Requirement = Give back all of the data unchanged. Keep every word as it is.

Dataset records =

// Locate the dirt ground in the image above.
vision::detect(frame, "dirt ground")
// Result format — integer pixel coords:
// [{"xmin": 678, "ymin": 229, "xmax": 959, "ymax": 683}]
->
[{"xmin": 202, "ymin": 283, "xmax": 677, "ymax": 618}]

Answer to this task =
// Locate the dirt ground in the image above.
vision::detect(frame, "dirt ground")
// Result format — integer pixel coords:
// [{"xmin": 678, "ymin": 229, "xmax": 959, "ymax": 683}]
->
[{"xmin": 202, "ymin": 283, "xmax": 677, "ymax": 618}]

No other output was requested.